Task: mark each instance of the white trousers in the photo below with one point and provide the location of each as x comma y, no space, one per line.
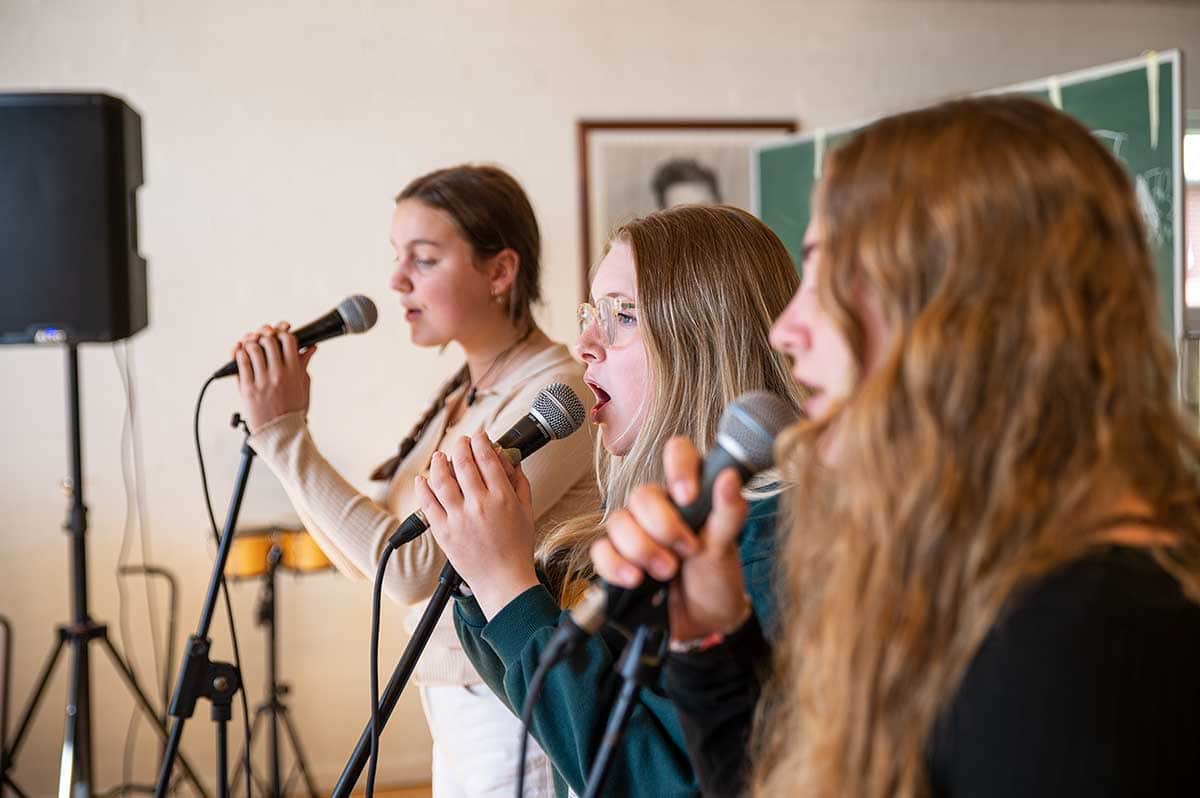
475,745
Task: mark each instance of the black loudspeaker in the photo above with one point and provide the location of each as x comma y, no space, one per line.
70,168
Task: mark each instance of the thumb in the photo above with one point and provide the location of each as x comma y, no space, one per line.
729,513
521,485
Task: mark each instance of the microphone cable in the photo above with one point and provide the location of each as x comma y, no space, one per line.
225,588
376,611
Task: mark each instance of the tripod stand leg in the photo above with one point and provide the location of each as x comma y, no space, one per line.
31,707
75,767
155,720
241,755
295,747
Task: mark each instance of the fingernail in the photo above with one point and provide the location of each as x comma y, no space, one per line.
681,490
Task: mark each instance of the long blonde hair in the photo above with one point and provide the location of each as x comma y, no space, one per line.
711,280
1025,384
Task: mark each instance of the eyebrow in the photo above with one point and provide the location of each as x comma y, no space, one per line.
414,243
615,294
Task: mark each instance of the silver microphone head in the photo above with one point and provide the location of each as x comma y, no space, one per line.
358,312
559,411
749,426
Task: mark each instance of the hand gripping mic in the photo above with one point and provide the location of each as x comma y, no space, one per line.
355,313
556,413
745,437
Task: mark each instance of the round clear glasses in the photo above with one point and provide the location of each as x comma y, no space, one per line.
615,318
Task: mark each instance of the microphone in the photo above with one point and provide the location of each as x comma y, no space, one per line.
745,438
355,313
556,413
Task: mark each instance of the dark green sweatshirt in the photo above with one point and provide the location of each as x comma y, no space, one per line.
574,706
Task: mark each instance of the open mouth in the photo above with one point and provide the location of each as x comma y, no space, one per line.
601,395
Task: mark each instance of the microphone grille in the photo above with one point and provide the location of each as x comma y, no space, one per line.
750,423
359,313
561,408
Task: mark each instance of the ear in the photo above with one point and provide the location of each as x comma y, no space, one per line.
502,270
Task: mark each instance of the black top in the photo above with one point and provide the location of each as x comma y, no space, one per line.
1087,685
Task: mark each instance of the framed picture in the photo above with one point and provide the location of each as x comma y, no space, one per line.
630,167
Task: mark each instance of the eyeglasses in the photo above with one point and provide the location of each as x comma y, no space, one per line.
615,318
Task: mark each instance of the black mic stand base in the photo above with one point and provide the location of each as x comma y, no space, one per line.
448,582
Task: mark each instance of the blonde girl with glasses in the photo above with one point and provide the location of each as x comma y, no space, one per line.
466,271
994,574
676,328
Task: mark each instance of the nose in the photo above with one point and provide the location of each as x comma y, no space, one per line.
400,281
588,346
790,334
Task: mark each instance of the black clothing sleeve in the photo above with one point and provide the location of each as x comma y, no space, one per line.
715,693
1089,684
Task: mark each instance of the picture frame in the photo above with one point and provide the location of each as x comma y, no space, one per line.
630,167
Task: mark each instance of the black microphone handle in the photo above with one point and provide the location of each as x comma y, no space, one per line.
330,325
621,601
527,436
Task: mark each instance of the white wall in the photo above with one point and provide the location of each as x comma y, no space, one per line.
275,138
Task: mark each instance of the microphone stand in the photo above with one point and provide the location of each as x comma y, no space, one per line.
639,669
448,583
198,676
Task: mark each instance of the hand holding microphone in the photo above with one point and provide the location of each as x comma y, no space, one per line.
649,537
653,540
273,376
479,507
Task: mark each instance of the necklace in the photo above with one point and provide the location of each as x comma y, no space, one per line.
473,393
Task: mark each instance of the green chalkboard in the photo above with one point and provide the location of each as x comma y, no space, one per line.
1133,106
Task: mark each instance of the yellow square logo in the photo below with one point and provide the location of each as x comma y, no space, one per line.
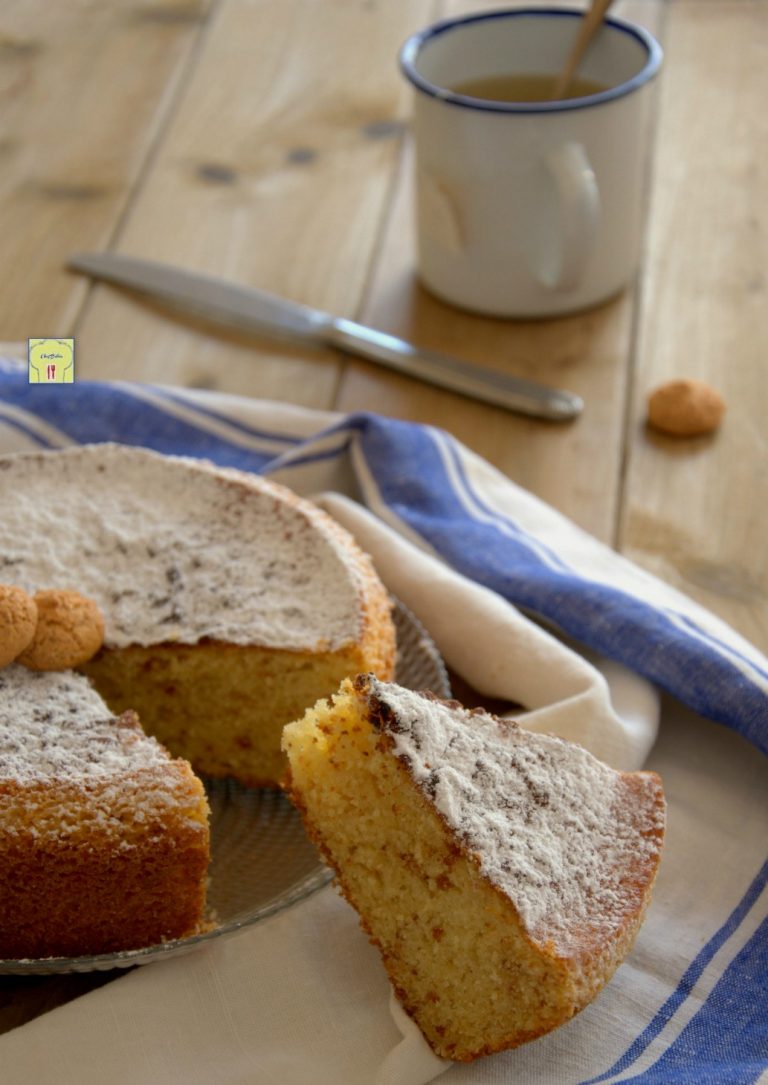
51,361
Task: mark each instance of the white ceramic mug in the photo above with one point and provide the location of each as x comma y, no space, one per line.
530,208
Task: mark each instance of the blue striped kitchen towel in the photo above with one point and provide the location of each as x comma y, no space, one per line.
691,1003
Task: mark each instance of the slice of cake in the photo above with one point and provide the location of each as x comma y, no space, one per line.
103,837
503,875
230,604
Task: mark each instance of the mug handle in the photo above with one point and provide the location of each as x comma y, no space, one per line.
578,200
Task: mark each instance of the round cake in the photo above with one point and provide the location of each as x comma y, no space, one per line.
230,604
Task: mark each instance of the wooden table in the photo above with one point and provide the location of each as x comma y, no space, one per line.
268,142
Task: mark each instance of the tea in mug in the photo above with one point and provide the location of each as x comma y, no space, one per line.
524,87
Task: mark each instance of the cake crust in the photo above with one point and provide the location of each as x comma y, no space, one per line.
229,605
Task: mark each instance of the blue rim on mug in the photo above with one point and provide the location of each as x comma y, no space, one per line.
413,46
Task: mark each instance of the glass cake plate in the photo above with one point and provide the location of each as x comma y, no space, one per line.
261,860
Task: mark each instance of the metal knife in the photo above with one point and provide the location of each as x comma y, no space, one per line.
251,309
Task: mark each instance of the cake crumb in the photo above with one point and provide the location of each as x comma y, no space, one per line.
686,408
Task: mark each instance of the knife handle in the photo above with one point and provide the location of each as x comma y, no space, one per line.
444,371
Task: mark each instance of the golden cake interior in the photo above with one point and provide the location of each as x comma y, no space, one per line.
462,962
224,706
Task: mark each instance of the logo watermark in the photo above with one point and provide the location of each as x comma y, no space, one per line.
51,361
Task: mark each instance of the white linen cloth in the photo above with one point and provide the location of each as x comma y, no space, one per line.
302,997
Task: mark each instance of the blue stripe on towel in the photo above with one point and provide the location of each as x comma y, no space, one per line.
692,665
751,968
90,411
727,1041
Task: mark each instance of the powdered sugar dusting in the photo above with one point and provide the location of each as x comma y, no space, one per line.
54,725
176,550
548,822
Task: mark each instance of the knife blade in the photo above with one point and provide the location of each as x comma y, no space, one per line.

============

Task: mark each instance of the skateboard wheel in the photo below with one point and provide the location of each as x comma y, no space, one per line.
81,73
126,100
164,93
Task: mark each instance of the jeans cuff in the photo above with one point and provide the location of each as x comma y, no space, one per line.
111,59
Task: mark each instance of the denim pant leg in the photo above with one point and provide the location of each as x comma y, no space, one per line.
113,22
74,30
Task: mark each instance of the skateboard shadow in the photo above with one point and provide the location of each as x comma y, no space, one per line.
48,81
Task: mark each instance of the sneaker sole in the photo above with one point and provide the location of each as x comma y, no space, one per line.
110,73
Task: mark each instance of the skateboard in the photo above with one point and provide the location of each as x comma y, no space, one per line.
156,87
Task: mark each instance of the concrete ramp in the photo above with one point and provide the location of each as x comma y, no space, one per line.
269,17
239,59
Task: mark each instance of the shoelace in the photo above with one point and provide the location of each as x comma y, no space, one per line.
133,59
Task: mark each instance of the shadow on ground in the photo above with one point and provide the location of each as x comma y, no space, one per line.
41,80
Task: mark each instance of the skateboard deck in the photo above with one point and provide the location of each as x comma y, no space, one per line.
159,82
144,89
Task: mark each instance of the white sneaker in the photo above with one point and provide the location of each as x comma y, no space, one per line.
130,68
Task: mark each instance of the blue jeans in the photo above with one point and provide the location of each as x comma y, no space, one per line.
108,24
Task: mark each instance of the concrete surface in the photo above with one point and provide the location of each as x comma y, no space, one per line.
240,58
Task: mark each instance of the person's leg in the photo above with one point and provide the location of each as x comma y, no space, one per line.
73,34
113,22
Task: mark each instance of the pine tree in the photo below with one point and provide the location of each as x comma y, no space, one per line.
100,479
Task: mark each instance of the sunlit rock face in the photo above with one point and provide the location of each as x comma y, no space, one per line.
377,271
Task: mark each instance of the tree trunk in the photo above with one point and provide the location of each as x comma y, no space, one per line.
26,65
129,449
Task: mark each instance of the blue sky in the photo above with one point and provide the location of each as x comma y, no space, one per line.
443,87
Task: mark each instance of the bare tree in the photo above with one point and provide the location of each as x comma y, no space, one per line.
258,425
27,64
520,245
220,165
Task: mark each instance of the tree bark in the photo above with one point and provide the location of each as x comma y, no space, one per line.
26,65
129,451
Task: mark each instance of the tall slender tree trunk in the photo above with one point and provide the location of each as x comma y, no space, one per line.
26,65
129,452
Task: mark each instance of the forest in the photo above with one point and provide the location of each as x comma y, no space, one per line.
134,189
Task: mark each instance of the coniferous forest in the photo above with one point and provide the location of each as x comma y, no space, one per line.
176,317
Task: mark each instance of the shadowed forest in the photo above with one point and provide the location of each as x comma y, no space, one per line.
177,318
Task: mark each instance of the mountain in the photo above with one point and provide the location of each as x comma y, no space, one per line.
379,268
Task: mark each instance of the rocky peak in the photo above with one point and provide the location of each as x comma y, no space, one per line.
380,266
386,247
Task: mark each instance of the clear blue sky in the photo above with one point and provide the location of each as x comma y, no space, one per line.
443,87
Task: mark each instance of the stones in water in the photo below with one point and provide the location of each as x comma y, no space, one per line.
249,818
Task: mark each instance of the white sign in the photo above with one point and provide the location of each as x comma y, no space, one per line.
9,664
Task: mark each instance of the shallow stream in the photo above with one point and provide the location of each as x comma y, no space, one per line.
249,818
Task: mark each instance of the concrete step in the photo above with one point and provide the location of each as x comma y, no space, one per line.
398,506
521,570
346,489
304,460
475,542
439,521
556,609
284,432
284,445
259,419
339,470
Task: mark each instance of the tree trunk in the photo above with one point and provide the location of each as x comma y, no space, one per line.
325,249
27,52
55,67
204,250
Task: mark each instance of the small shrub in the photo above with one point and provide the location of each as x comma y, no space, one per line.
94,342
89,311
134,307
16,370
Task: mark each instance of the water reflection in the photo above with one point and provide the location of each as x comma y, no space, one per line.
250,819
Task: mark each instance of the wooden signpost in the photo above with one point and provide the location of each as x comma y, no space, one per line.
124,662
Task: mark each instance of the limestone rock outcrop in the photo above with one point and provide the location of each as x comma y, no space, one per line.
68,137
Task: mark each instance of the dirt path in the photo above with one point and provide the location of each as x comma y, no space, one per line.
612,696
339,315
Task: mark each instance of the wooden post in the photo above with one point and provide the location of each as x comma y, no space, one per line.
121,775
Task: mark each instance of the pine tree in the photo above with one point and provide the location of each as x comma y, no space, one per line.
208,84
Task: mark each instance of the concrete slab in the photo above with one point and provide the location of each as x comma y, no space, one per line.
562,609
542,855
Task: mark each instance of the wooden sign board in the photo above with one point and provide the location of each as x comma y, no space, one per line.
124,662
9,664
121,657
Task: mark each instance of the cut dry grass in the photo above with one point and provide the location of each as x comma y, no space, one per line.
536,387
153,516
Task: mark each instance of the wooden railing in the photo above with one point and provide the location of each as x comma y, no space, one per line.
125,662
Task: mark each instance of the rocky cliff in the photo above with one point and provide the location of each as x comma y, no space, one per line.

============

Task prompt:
Using the entries above, give back exactly the line containing "Task: mark each instance of the dirt", the line containing "Task: mark each instance of the rocky cliff", and every line between them, and nothing else.

Answer:
Task: mark each instance of the dirt path in the photo above with one point and provide the location of each as x comma y, no space, one per line.
612,696
339,315
Task: mark each instance of the wooden post in the photo above with one point and provide the location of each as x comma y, no space, one per line.
121,775
Task: mark each instance of the pine tree in the photo above with one point and provide the location of each as x comma y, no space, one per line.
208,84
Task: mark each instance of the concrete slab in the photo above with one point and provide the location of each as x comma y, no space, one per line.
562,609
542,855
Task: mark each instance of the wooden sign board in the photo above with one point and provide the location of each as x comma y, no space, one per line.
124,662
9,664
121,657
Task: mark each instance of the cut dry grass in the photo above with one point and provide the location of each as x comma y, no space, one per line.
536,387
153,516
Task: mark each instance of the wooden railing in the photo above with one point and provide the location of each as x comma y, no space, one per line.
125,662
Task: mark each instance of the rocky cliff in the photo above with one point and provide the location of each as x comma y, no space, one per line.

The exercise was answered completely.